Юный Кипренский превзошел всех своих сверстников в стремлении постичь законы красоты. Он проводил сотни часов за копированием холстов классиков мировой живописи. Академические профессора ставили ему первые номера за великолепные рисунки с античных слепков, за натурные этюды. И вот годы школы позади. Видит бог, он не жалел сил, отдал свою энергию познанию сложного ремесла живописца, стал изумительным рисовальщиком. Когда же по окончании в 1803 году Академии Кипренский не получил заграничной командировки, молодой художник принялся с неистовством писать с натуры и его зрелое, превосходное мастерство в соединении со свежестью и первичностью видения мира потрясло всех. Он очень быстро стал героем всех выставок.

«Автопортрет» 1808 года... Поразительно трепетна живопись этого холста. Легкие, как дымка, Валеры смягчают энергичную и сочную кладку картины. Благороден колорит. Но особенную прелесть и живость изображению придают бегущие блики света, легко намеченные рефлексы и обобщенно взятые тени.

Необыкновенно юн, по-детски открыт пристальный, чего-то ожидающий взгляд молодого человека. В нем ощущаются затаенная грусть и раздумья. Сам облик мастера: его курчавые каштановые волосы, красиво обрамляющие высокий, выпуклый, чистый лоб лишь с еле заметной тенью забот, легшей между дуг бровей,  нервные ноздри, будто вздрагивающие от напряжения, мягкая линия маленького рта, ямочка на подбородке, утопающая в свободно повязанном розовом шейном платке, небрежно накинутый на плечи плащ — все рисует нам образ романтический, полный поэзии и тайны. Неотразимый магнетизм юности чарует зрителя в этом автопортрете. Какая-то духовная открытость, приветливость отличают великолепно исполненное полотно. Живописец прожил всего четверть века и достиг той счастливой поры, когда годы учения в Академии художеств, кропотливого труда, изучения классиков и ожидания позади. И вот кисть виртуоза стремительно и непогрешимо намечает тончайшие валеры, создаст тот драгоценный слиток света, теней, нюансов розового, серого, коричневого и умбристых цветов, ощущения впервые увиденного, прекрасного, что отличает жемчужину искусства от обычной картины. Весь облик художника — непринужденность. Здесь полностью отсутствует скованность, которая порою присуща жанру автопортрета, когда живописец как бы невольно привязан к зеркалу и мольберту.

Записи набора данных:
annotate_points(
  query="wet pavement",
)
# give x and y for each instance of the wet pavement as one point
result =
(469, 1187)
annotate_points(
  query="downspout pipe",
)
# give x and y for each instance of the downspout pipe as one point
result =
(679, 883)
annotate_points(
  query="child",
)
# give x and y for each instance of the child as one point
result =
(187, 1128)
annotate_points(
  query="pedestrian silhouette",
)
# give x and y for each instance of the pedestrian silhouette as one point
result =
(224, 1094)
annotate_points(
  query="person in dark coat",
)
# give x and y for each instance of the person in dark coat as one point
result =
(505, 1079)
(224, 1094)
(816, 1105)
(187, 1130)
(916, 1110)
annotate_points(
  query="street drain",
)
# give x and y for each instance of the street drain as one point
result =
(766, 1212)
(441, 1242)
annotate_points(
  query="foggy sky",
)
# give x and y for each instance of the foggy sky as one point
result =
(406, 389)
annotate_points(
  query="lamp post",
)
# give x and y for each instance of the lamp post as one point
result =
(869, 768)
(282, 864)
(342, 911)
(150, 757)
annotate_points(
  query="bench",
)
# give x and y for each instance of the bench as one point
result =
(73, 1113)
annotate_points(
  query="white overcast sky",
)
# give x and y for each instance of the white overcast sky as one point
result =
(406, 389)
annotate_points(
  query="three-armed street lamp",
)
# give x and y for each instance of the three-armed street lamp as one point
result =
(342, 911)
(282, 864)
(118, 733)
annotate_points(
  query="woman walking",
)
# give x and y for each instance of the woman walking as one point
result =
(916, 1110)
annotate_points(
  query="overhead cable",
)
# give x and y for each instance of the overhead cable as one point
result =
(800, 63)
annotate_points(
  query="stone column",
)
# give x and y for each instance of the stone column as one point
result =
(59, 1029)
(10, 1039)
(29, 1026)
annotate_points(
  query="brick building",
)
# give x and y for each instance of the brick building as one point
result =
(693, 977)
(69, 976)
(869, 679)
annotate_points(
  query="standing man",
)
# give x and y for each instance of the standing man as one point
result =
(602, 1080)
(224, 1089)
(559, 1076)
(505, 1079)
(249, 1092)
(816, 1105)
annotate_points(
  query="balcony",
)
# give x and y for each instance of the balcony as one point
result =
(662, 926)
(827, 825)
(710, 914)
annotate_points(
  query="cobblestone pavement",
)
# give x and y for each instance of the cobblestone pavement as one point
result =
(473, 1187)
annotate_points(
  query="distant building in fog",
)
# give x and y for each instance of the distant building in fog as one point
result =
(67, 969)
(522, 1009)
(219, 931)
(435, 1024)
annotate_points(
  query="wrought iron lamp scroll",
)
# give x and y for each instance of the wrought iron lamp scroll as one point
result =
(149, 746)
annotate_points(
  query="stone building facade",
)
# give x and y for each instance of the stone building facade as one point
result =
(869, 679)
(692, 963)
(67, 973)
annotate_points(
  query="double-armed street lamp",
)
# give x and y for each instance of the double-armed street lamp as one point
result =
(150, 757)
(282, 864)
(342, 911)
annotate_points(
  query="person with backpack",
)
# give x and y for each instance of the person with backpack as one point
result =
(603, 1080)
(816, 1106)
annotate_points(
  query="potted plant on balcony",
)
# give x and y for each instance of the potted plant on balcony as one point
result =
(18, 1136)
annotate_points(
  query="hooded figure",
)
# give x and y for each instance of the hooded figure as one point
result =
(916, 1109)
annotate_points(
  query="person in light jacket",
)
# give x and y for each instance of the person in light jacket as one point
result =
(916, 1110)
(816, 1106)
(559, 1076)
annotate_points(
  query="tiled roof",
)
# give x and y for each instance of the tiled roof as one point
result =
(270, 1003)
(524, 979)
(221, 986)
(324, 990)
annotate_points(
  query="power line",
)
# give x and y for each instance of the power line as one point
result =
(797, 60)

(Суть задания) Подхватите текст об автопортрете Кипренского 1808 года и продолжите его сразу после последнего приведенного предложения.

(Ответ на задание)
Сама жизнь была тогда восторгом. Радость встреч и печаль расставаний. Свежесть ранних зорь и прелесть вечерних закатов. Звуки клавесина и шорох атласных платьев. Чарующий аромат юности, неповторимость мгновений бытия. Все влекло душу молодого Ореста Кипренского, звало к одному заветному желанию — творить, оставить людям свое изумление перед чудом ощущения непрерывности впечатлений, от всей этой радужной кантилены смен дня и ночи, весны и осени, смеха и слез. Кипренский далек от гражданственных раздумий, и, хотя его молодость была не безоблачной и тягость будней, серость мизерной суеты ежедневно лезли в глаза, все же юноша жил в каком-то будто заколдованном мире грез наяву; сильная рука мастера, его трепетное сердце и острый взгляд были словно нацелены на одну лишь ему ведомую цель — писать, писать, рисовать изо всех нерастраченных сил, отдавать весь запас нестертых впечатлений творчеству. И он не покладая рук работал, изучал пластику старых мастеров, копировал шедевры Корреджо и Ван Дейка, рисовал слепки с античных скульптур, желая одолеть ремесло, чтобы получить высшее наслаждение — свободно петь, воспевать окружающую его красоту. Вот почему напрасно искать у Кипренского жанровые полотна, отражающие прозу будней. Молодой художник считал своей задачей видеть лишь прекрасное, отбрасывая уродство, грязь и тщетную суету, владевшие большинством окружавших его людей.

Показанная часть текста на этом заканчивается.